## Task objective
Locate the line that contains "TARGET: the roof". Print it and every subsequent line through the final line of the records, exactly and only those.

## Labeled-object pointing entries
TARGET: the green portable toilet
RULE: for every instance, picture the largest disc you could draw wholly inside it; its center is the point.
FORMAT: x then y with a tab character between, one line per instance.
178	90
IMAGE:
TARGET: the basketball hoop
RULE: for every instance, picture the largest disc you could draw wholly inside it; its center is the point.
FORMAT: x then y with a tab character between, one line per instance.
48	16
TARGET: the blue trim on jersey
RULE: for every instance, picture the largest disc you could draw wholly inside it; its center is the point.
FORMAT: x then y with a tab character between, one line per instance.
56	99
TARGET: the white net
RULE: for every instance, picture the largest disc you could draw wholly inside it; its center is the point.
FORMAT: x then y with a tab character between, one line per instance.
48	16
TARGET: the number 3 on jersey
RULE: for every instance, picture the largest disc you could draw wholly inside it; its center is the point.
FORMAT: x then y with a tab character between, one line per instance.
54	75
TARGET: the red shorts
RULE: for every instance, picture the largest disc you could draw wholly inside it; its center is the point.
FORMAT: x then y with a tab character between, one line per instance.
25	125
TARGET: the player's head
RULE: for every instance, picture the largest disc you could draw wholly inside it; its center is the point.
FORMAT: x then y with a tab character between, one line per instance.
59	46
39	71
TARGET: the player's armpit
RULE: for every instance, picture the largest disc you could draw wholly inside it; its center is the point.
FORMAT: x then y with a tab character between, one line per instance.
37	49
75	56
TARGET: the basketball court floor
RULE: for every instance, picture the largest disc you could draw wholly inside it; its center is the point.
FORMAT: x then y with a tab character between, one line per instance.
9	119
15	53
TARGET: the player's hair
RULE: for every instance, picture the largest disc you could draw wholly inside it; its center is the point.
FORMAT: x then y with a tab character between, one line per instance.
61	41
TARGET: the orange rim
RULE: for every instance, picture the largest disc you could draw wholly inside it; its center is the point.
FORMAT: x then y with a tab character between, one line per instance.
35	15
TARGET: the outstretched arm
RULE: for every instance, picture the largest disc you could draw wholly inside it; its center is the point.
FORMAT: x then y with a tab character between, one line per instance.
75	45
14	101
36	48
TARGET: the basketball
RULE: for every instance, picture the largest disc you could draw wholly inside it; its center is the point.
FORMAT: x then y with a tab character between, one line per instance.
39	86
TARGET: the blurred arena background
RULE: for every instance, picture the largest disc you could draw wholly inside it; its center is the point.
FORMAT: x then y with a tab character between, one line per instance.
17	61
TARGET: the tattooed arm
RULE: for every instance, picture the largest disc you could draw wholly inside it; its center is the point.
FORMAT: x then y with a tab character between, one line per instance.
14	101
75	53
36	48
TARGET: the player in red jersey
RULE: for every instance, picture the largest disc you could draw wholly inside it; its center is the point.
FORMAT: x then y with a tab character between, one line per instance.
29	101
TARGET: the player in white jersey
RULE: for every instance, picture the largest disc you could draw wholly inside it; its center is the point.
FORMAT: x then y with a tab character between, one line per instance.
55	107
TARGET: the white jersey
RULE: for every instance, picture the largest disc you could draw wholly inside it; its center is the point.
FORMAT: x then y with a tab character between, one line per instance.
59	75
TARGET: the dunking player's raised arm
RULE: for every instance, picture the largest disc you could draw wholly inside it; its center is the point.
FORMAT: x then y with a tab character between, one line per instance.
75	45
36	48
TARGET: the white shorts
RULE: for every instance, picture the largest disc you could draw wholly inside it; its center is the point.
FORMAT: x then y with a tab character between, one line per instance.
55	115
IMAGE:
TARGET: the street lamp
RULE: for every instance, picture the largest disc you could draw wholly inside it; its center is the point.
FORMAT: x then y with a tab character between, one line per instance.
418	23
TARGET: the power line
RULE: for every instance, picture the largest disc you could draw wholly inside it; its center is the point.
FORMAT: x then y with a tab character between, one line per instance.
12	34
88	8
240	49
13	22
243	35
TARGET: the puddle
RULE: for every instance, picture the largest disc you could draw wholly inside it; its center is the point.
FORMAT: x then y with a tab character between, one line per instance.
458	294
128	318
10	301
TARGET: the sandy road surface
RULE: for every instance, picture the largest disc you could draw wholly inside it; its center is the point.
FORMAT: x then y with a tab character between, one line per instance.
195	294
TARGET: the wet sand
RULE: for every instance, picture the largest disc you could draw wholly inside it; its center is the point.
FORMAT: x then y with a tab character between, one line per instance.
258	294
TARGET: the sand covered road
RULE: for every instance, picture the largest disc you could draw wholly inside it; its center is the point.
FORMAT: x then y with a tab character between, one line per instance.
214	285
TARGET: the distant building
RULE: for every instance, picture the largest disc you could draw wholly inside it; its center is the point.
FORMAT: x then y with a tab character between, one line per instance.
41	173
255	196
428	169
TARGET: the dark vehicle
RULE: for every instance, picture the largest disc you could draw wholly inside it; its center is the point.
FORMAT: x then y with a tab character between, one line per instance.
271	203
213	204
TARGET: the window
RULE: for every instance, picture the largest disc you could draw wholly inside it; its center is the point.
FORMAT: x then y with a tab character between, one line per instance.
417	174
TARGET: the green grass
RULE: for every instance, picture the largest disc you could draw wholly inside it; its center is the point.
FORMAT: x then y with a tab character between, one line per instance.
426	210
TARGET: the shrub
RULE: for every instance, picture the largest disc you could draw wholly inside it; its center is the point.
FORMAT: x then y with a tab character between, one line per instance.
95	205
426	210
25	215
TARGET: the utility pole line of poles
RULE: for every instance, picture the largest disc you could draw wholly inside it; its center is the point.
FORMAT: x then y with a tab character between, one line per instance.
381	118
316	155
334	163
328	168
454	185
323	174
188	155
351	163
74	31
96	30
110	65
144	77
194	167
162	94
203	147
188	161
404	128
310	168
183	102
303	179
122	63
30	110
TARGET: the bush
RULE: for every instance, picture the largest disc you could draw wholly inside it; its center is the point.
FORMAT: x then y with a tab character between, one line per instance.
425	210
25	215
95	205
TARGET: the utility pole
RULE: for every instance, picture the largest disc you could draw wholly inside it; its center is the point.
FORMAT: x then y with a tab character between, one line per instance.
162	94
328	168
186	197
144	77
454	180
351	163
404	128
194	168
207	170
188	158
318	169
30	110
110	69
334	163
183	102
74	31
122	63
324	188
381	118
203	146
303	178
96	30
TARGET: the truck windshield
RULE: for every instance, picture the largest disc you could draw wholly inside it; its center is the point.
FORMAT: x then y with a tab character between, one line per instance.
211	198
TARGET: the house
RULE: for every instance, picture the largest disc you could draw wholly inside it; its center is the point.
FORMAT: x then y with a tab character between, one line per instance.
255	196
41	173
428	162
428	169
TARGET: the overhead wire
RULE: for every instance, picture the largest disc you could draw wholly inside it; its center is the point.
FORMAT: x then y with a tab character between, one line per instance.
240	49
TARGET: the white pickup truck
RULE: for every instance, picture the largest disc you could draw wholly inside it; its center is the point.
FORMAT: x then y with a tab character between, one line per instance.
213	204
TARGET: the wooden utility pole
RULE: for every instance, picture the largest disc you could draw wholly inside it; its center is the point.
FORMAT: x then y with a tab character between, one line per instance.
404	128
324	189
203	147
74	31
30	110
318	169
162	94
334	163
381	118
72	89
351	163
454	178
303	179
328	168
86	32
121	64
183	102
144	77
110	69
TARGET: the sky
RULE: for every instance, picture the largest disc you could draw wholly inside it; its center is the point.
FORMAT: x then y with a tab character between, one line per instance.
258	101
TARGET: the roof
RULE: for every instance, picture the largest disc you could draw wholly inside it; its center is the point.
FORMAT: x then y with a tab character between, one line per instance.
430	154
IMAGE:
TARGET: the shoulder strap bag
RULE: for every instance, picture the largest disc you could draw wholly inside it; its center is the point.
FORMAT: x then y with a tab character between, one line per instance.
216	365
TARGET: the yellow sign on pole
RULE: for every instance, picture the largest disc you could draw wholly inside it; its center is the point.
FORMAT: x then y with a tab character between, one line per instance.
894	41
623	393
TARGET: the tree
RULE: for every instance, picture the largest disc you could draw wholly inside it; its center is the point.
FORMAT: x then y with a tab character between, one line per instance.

## Finished answer
TARGET: the roof
RULE: for every instance, picture the largest disc you could draw wholly inside it; its center is the point.
FORMAT: x then y with a tab character between, one line per instance.
430	154
IMAGE:
TARGET: the shoulder strap bag
RULE: for every instance, picture the largest disc you could draw wholly inside it; its center is the point.
FORMAT: x then y with a tab character between, one line per instance.
216	365
TARGET: the yellow sign on pole
RULE: for every instance, picture the largest disc you could draw wholly inside it; its center is the point.
FORMAT: x then y with a tab character between, one line per instance.
894	41
623	393
TARGET: the tree
RULE: for every instance, picture the largest disc you could draw wholly inside it; its center is the point.
FORMAT: x then y with a tab character between, one line per instance.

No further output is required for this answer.